En mettant en scène le rêve de milliers d’enfants avec Jurassic Park, Steven Spielberg marqua au fer rouge l’histoire du cinéma. Il réalisa l’un des plus grands films de sa carrière tout en révolutionnant les techniques utilisées pour les effets spéciaux. Vingt deux ans après la sortie du premier épisode, un quatrième épisode sort dans nos salles : Jurassic World. On vous livre notre avis, accompagné d’un retour sur les origines de la saga.
« Dieu crée les dinosaures. Dieu détruit les dinosaures. Dieu crée l’homme. L’homme détruit Dieu. L’homme crée les dinosaures… »
Tout commence en 1981. Michael Crichton, déjà célèbre romancier, travaille à l’écriture d’un scénario destiné à la télévision. L’histoire devait tourner autour de travaux génétiques et de la naissance d’un ptérodactyle. Malheureusement, l’auteur, en panne d’inspiration échoue. Il y revient maintes fois tout du long des années 80 mais sous la forme d’un roman. L’écrivain arrive enfin à une version finale. Le mauvais sort joue encore une fois contre lui car les premiers retours critiques lui sont défavorables. Il arrange son travail et en novembre 1990, le roman Jurassic Park voit enfin le jour. Parallèlement à cela, le romancier est en contact avec Steven Spielberg afin d’œuvrer pour ce qui deviendra plus tard la série Urgences. Ce dernier lit la dernière parution de son collègue et tombe sous le charme. Après négociations, les droits du livre sont alors vendus aux studios Universal et Amblin Entertainment (la société de production du réalisateur d’E.T. l’extra-terrestre) pour quelques deux millions de dollars, avant même sa publication.
La production du blockbuster préhistorique fut lancée.

--

= Consignes écrites =
(a) Recopiez mot pour mot le passage de l'extrait sur Jurassic Park, de « En mettant en » à « de la saga. ».
(b) Citez à l'identique les lignes des enregistrements, de la ligne contenant « job: give the outline of every instance of the orchid » à la ligne contenant « 86 164 L 101 », ces deux lignes comprises.
Le texte et les enregistrements n'ont aucun rapport entre eux.

[Enregistrements d'un jeu de données d'annotation]

--

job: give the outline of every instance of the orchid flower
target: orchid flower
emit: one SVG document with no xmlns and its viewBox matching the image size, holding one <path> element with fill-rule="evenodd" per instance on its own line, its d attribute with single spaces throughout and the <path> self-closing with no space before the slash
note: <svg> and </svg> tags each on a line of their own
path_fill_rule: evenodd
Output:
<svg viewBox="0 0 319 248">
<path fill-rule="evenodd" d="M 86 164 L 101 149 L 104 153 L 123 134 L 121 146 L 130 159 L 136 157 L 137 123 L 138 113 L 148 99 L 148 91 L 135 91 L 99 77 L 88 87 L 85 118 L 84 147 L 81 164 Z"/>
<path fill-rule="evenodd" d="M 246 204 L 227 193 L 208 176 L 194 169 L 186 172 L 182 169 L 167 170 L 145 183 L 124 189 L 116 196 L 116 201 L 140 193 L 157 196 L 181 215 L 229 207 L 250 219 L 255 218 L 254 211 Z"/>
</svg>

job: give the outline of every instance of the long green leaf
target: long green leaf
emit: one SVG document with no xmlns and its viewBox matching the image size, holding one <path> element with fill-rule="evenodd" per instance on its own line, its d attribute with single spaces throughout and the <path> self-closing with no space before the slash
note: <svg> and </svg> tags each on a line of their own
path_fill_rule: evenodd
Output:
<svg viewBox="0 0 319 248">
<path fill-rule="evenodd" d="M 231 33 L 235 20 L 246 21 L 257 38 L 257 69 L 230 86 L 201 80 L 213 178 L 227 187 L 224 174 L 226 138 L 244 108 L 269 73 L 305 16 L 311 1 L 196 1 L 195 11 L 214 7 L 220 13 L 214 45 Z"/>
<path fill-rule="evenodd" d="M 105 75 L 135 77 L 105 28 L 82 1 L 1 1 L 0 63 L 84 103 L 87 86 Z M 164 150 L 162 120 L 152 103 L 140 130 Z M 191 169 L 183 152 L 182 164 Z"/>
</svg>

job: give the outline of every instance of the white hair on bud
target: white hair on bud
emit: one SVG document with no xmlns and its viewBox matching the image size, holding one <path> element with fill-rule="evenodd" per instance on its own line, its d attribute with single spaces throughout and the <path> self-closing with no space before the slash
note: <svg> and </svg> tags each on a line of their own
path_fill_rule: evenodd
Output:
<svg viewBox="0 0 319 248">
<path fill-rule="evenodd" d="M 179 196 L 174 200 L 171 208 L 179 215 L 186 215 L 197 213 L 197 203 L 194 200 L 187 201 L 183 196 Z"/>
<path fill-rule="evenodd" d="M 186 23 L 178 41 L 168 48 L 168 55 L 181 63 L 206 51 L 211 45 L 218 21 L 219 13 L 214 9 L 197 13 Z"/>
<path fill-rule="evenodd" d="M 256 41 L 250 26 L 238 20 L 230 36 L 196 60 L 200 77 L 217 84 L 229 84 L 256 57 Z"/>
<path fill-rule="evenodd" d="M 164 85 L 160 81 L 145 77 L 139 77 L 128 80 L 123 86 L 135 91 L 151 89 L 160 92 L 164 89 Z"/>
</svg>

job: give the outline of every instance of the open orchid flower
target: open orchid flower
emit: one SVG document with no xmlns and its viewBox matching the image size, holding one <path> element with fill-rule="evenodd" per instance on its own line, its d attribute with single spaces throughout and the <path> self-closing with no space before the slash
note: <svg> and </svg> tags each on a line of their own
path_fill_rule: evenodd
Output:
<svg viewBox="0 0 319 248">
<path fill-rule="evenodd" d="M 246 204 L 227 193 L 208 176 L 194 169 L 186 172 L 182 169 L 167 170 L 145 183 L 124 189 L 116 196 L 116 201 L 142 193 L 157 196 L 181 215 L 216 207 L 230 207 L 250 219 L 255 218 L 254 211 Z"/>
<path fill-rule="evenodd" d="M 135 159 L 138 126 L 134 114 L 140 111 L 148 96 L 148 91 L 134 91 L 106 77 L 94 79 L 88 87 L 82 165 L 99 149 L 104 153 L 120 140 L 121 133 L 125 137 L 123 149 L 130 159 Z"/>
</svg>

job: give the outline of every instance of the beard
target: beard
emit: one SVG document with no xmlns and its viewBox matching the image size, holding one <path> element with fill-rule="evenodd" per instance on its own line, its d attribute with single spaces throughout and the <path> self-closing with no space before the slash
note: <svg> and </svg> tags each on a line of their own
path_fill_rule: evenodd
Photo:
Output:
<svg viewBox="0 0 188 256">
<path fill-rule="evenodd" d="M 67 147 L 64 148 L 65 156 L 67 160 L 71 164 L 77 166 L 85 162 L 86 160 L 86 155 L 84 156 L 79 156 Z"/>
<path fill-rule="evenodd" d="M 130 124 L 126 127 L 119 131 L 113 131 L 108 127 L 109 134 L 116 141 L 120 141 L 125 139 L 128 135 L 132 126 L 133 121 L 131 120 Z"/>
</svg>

--

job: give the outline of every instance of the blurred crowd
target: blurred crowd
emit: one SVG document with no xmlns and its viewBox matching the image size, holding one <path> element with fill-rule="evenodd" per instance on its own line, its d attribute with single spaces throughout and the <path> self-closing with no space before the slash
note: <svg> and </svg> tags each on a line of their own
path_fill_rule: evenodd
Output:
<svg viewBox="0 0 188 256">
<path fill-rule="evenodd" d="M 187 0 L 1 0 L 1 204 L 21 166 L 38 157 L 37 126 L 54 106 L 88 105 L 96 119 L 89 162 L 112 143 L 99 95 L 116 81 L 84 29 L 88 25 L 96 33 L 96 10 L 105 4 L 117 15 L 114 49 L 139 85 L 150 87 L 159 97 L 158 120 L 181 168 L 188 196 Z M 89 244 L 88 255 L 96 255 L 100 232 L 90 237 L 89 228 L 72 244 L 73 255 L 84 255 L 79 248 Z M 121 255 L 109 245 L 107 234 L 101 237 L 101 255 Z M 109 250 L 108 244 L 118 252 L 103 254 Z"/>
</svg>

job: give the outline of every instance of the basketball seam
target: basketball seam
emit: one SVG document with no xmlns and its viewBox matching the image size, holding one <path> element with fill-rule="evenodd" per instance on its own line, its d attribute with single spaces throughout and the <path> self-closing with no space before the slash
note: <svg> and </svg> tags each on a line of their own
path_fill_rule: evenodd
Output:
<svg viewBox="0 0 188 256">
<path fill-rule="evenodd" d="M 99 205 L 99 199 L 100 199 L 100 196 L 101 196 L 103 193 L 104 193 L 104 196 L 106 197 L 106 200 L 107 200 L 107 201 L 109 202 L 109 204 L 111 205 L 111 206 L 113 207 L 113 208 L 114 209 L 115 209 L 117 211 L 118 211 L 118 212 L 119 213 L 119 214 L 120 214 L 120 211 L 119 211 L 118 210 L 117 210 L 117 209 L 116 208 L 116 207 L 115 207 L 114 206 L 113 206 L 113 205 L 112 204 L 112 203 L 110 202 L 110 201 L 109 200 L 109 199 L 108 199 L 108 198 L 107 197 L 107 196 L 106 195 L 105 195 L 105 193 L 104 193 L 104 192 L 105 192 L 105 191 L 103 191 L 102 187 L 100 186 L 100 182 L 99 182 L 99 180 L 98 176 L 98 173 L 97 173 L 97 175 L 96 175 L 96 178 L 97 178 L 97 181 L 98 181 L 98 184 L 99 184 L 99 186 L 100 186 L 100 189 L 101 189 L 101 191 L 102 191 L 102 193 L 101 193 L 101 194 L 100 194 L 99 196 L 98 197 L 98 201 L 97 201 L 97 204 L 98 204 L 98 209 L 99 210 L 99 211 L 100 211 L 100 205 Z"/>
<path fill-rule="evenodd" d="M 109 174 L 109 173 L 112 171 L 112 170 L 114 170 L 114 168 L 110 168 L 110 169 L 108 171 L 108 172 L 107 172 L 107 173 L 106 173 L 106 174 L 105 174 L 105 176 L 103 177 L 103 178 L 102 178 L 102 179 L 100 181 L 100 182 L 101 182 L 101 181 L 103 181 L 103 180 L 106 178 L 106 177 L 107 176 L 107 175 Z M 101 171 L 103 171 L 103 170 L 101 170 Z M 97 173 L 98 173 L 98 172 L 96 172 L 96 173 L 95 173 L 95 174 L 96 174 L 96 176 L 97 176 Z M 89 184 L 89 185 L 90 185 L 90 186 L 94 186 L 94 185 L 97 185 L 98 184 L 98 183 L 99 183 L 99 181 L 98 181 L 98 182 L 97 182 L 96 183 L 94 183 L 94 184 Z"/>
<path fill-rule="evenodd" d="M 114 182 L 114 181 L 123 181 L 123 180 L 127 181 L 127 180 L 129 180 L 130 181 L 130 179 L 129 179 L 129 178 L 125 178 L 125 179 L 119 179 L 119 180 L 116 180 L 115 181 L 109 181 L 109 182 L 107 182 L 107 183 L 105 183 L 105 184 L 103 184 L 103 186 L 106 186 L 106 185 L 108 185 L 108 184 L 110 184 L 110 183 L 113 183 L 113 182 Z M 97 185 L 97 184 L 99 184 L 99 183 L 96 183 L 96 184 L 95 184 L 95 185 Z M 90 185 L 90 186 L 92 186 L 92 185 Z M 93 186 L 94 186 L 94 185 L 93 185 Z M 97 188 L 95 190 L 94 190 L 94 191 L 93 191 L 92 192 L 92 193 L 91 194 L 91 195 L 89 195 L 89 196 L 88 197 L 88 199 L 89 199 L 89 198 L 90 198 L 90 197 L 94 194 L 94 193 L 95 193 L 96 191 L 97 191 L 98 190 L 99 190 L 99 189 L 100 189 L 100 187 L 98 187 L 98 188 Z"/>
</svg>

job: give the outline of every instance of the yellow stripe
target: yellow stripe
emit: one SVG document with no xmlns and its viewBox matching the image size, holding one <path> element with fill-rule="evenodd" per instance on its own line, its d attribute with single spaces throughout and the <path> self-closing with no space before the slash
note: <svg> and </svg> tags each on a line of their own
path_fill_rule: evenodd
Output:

--

= Réponses =
(a)
En mettant en scène le rêve de milliers d’enfants avec Jurassic Park, Steven Spielberg marqua au fer rouge l’histoire du cinéma. Il réalisa l’un des plus grands films de sa carrière tout en révolutionnant les techniques utilisées pour les effets spéciaux. Vingt deux ans après la sortie du premier épisode, un quatrième épisode sort dans nos salles : Jurassic World. On vous livre notre avis, accompagné d’un retour sur les origines de la saga.

(b)
job: give the outline of every instance of the orchid flower
target: orchid flower
emit: one SVG document with no xmlns and its viewBox matching the image size, holding one <path> element with fill-rule="evenodd" per instance on its own line, its d attribute with single spaces throughout and the <path> self-closing with no space before the slash
note: <svg> and </svg> tags each on a line of their own
path_fill_rule: evenodd
Output:
<svg viewBox="0 0 319 248">
<path fill-rule="evenodd" d="M 86 164 L 101 149 L 104 153 L 123 134 L 121 146 L 130 159 L 136 157 L 137 123 L 138 113 L 148 99 L 148 91 L 135 91 L 99 77 L 88 87 L 85 118 L 84 147 L 81 164 Z"/>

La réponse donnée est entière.